--- EXERCISE A ---
In the rows, starting at the line that contains "Can you find the green grass" and continuing through the last row, replace "Drop" with "Place" and leave everything else unchanged.

--- DOCUMENT SEGMENT ---
=-=-=

As a general practice, I tried to avoid the need for single quotes
in that context, because the single quote is so frequently used for
directing the parser or compiler in keyboard commands, shell scripts,
C programs, and the like.

I opted for font changes to isolate the character, thereby eliminating
the single quote entirely.

The problem is that these issues are relics from the 1970s when Unix
was at AT&T Bell Labs, and there were no industry standards of usage.

When I took over the HP-UX Reference in 1989, I immediately started
making, and enforcing, changes in all HP man pages, despite the
highly vocal objections and outcries from engineers who insisted that
I must follow lock-step with the original AT&T documents.  When the
issue reached management, the attempted overthrow failed, and I won.
The "fight" lasted only a very few minutes.

When a manager insisted there was no time in their engineers' schedules
to make the changes I was enforcing, I did it for them, as they watched,
using shell scripts running vi non-interactively and running sed from
the vi command scripts.  (That's a real "trip" -- watching them as
300 files are completely reformatted and recoded from raw troff to
properly constructed use of man macros in a few minutes live, on
screen, as they sit there.  Devastating. :-) )  [Sorry folks, sometimes
I get a bit "assertive".  Especially when customer usability is the
primary issue.]

I drove my changes on the requirement of consistency.  The original
AT&T man page for cp(1) had at the top of the page in the header,
"CP(1)".  In the SYNOPSIS, it was "cp" in bold.  If it was in the
DESCRIPTION, it was in italics, and if it was the first word in a
sentence, it was "Cp".  I was completely vindcated when we got a
customer comment card from a customer in Japan who complained that
when he typed "Cp", he got the error "Command not found", and the
same when he tried "CP".  One must always be willing to fight for
the interests of the customer (gee, what a concept!).

=-=-=

--- EXERCISE B ---
According to the document segment, in what year did the writer take over the HP-UX Reference?

=-=-=

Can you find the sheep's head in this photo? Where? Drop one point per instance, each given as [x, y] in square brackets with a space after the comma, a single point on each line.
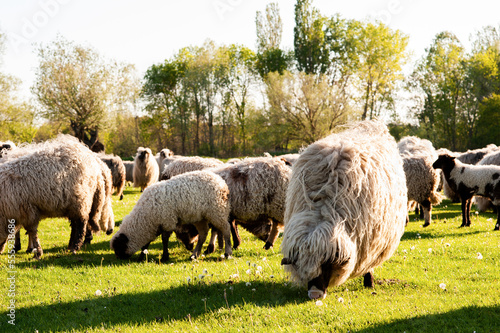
[444, 162]
[119, 243]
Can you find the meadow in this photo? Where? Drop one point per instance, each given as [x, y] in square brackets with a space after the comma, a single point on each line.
[441, 279]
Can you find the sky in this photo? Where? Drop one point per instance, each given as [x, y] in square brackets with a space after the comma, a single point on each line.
[147, 32]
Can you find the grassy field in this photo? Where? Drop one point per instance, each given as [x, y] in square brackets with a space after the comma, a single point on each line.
[441, 279]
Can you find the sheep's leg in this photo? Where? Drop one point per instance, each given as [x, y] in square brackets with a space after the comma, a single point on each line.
[234, 232]
[78, 227]
[211, 242]
[368, 279]
[272, 235]
[17, 244]
[465, 211]
[142, 256]
[426, 207]
[497, 226]
[34, 244]
[202, 236]
[165, 236]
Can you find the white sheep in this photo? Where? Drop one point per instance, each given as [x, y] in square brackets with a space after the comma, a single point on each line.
[198, 198]
[58, 178]
[468, 180]
[345, 208]
[146, 170]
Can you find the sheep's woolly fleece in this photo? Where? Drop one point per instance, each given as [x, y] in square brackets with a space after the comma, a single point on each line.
[57, 178]
[346, 203]
[146, 170]
[188, 198]
[187, 164]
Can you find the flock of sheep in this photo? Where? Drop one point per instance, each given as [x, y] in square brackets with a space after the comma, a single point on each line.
[342, 203]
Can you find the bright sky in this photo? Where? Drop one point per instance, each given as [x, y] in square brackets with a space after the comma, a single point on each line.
[149, 31]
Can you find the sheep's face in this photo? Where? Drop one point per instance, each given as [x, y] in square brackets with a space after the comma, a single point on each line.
[119, 244]
[444, 162]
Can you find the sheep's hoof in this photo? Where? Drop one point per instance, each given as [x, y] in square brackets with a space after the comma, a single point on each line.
[210, 249]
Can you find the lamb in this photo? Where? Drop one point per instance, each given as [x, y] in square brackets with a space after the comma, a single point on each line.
[422, 179]
[469, 180]
[469, 157]
[58, 178]
[198, 198]
[345, 208]
[146, 169]
[187, 164]
[129, 171]
[118, 172]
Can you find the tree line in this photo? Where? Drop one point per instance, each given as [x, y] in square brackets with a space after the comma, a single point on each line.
[231, 100]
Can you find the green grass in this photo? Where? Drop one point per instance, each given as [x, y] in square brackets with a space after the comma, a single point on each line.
[58, 293]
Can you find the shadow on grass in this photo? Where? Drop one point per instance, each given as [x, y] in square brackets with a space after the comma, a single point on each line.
[469, 319]
[186, 302]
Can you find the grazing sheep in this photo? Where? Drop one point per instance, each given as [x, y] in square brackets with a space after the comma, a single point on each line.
[146, 169]
[187, 164]
[482, 203]
[118, 172]
[345, 208]
[129, 170]
[257, 191]
[469, 180]
[58, 178]
[469, 157]
[422, 180]
[198, 198]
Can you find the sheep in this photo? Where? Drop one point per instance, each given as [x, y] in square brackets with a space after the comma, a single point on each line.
[118, 172]
[492, 158]
[257, 190]
[58, 178]
[198, 198]
[345, 208]
[146, 169]
[129, 170]
[422, 180]
[468, 180]
[469, 157]
[186, 164]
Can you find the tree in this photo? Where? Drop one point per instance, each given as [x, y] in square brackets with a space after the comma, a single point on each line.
[381, 54]
[311, 52]
[74, 84]
[308, 103]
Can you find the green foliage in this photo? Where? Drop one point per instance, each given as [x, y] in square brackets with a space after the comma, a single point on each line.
[251, 292]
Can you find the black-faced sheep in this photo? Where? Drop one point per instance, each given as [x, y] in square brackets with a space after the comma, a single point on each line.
[198, 198]
[469, 180]
[422, 180]
[118, 172]
[146, 170]
[345, 208]
[59, 178]
[188, 163]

=-=-=

--- FULL ANSWER A ---
Can you find the green grass in this photo? Where? Place one point per instance, each given as [x, y] in square brackets with a space after the comma, a single point on each line.
[58, 293]
Can you find the shadow on grass in this photo? Where? Place one point per instance, each given as [x, y] in square brackets with a space after the comma, a single point on each line.
[469, 319]
[186, 302]
Can you find the grazing sheep in this photo? Where? Place one point per instance, each given as [x, y] in square brackets with a space after the comma, a single point on each line.
[146, 169]
[187, 164]
[482, 203]
[118, 172]
[345, 208]
[129, 170]
[257, 191]
[469, 180]
[58, 178]
[469, 157]
[422, 180]
[198, 198]
Can you find the sheep in this photo? Where? Place one point per instance, each given as [x, y] in square brackets with a space after the comma, a single point on each line.
[118, 172]
[492, 158]
[257, 190]
[58, 178]
[198, 198]
[345, 208]
[146, 169]
[129, 170]
[422, 180]
[468, 180]
[469, 157]
[186, 164]
Can you find the tree in this photo? Where? Place one point per instance, each given as [x, y] in square brackets with a space after the comma, a single point on each line.
[381, 54]
[311, 52]
[74, 84]
[308, 103]
Can you find the green foliage in this photo? Where? Place one point per instance, each given as [x, y] in square brackets with a space after the comma, a single point on each line.
[251, 292]
Can you find the black-faced sheep in this photo? Where? Place one point per instance, each given as [x, y] in square brackets with a space after the comma, a single point on each line.
[198, 198]
[469, 180]
[422, 180]
[118, 172]
[146, 170]
[345, 208]
[59, 178]
[188, 163]

--- FULL ANSWER B ---
1989